[Region pointing data]
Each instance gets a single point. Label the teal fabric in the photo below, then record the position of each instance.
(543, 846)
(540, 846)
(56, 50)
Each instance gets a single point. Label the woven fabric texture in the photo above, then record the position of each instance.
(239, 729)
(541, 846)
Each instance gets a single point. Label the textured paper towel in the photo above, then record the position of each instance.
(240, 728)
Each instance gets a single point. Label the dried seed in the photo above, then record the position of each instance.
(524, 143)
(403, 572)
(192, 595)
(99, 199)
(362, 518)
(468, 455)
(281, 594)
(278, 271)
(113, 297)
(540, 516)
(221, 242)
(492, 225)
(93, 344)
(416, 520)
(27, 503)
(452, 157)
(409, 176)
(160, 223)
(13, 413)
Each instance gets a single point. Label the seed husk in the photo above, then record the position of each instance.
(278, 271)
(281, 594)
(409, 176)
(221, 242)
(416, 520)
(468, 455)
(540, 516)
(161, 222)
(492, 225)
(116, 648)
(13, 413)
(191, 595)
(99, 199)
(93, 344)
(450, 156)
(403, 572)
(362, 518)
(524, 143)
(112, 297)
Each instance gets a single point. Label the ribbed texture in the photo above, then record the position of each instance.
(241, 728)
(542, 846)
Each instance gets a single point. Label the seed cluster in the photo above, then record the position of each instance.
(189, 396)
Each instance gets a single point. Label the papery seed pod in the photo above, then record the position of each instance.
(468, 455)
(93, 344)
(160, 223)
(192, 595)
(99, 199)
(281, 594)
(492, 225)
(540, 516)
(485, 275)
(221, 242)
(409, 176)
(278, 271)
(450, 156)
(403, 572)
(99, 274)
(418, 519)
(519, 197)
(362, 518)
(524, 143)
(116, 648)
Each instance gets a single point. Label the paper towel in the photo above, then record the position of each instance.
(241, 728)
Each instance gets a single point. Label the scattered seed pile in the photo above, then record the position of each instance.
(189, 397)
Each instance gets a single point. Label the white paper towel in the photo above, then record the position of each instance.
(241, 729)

ABOUT THIS TASK:
What's wanted is a faithful copy of each entry above.

RESPONSE BOX:
Each instance gets a single point. Label the teal fabric in the photo below, then record the position of each instance.
(543, 846)
(540, 846)
(56, 50)
Each instance gets a single point. Label the woven fabric texture in the photo above, then record the position of each instance.
(239, 729)
(541, 846)
Each instance gets a single point. Label the textured paper towel in the photo above, then record the position of each instance.
(240, 728)
Each instance gets a single point. Label the dried seed in the photo above, then record the position of each instance.
(524, 143)
(403, 572)
(192, 595)
(99, 199)
(362, 518)
(468, 455)
(281, 594)
(278, 271)
(113, 297)
(540, 516)
(221, 242)
(492, 225)
(93, 344)
(416, 520)
(27, 503)
(452, 157)
(409, 176)
(160, 223)
(13, 413)
Each instance gets a single point. Label the seed husk in the photo above, then record the position of each instance.
(278, 271)
(281, 594)
(409, 176)
(221, 242)
(416, 520)
(468, 455)
(540, 516)
(161, 222)
(492, 225)
(116, 648)
(13, 413)
(191, 595)
(99, 199)
(93, 344)
(450, 156)
(403, 572)
(362, 518)
(524, 143)
(112, 297)
Each instance gets a single point. Label the ribbed texture in the photo above, then record the position of each instance.
(241, 728)
(542, 846)
Each instance gets a single point. Label the seed cluster in the photo above, then record the position of each instance.
(189, 396)
Each instance gets a single point. Label the papery seed pod in the photo above, then record the position of each instance.
(468, 455)
(93, 344)
(160, 223)
(192, 595)
(99, 199)
(281, 594)
(492, 225)
(540, 516)
(485, 275)
(221, 242)
(409, 176)
(278, 271)
(450, 156)
(403, 572)
(99, 274)
(418, 519)
(519, 197)
(362, 518)
(524, 143)
(116, 648)
Each instance gets a single point. Label the paper towel in the photo above, then record the position of each instance.
(241, 728)
Each instance gets a single point. Label the scattered seed pile in the photo above, then record the position of each instance.
(189, 397)
Each instance gets a single point. Label the white paper towel in the photo above, then record the position of each instance.
(241, 729)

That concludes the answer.